### SELECTED EXTRACT
--*--
The recently digitized collection of over 160 scrapbooks at the Whyte Museum of the Canadian Rockies is a delightful and surprisingly intimate introduction to Banff’s past. Diverse in scope, these time capsules of events and ephemera reveal as much about the interests, desires and worldview of their compilers as the cultural and historic contexts in which they were made.

The most compelling scrapbooks are the multi-dimensional ones, with annotated notes attached to their news articles and photos, or thoughtfully curated collections of personal objects. The pages filled with letters, party invitations and receipts for the purchase of school supplies or train berths lay open the daily lives of their subjects.

The scrapbook of long-time Banff resident, Helen (Fulmer) Wells, is so multi-layered it creates the sensation of time folding over itself, building up memory like geological formations. The tiny hand-written notes beside many of the articles and photos add depth and presence to a collection of items chronicling the history of the Bow Valley, from long gone tourist attractions to the contributions of notable residents.
--*--
### WORK REQUEST
According to the text about the Whyte Museum scrapbooks, how many scrapbooks are in the recently digitized collection? The records have no connection to the text about the Whyte Museum scrapbooks.
--*--
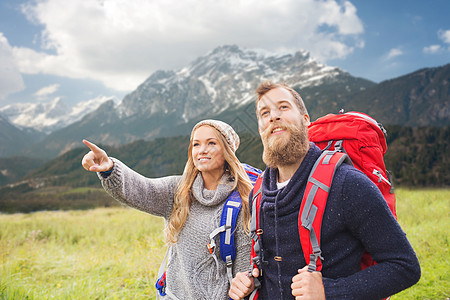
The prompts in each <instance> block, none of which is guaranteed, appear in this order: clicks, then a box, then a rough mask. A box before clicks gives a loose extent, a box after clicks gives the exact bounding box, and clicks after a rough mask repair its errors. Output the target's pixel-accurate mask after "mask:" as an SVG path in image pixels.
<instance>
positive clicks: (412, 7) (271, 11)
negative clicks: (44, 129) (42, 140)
mask: <svg viewBox="0 0 450 300" xmlns="http://www.w3.org/2000/svg"><path fill="white" fill-rule="evenodd" d="M230 3H233V4H232V5H230ZM449 15H450V0H430V1H423V0H422V1H419V0H410V1H407V0H398V1H392V0H391V1H384V0H383V1H380V0H379V1H367V0H365V1H364V0H350V1H339V0H322V1H315V0H276V1H275V0H274V1H260V0H234V1H232V2H231V1H228V0H215V1H204V0H183V1H177V0H165V1H163V0H128V1H124V0H102V1H100V0H98V1H97V0H89V1H67V0H33V1H26V0H0V107H2V106H4V105H7V104H10V103H18V102H32V103H36V102H48V101H51V100H53V99H55V98H56V97H60V98H62V99H63V100H64V101H65V102H66V103H68V104H75V103H77V102H79V101H86V100H89V99H92V98H96V97H98V96H116V97H117V98H118V99H121V98H122V97H123V96H124V95H126V94H127V93H129V92H131V91H133V90H134V89H135V88H136V87H137V86H138V85H139V84H140V83H142V82H143V81H144V80H145V79H146V78H147V77H148V76H150V75H151V74H152V73H153V72H154V71H156V70H158V69H164V70H178V69H179V68H182V67H183V66H185V65H187V64H188V63H190V62H191V61H193V60H194V59H195V58H196V57H198V56H200V55H204V54H206V53H207V52H208V51H210V50H212V49H214V48H215V47H217V46H220V45H225V44H236V45H238V46H240V47H242V48H250V49H252V48H259V49H266V50H269V51H273V52H278V51H283V52H286V51H288V52H292V53H293V52H295V51H297V50H300V49H303V50H307V51H309V52H310V53H311V55H312V56H313V57H316V58H317V59H318V60H319V61H321V62H323V63H325V64H327V65H331V66H338V67H340V68H342V69H344V70H346V71H348V72H349V73H350V74H352V75H353V76H358V77H363V78H367V79H369V80H372V81H375V82H380V81H383V80H387V79H392V78H395V77H398V76H401V75H405V74H407V73H410V72H413V71H415V70H418V69H421V68H427V67H435V66H442V65H445V64H448V63H450V18H449Z"/></svg>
--*--
### WRITTEN SOLUTION
Over 160 scrapbooks.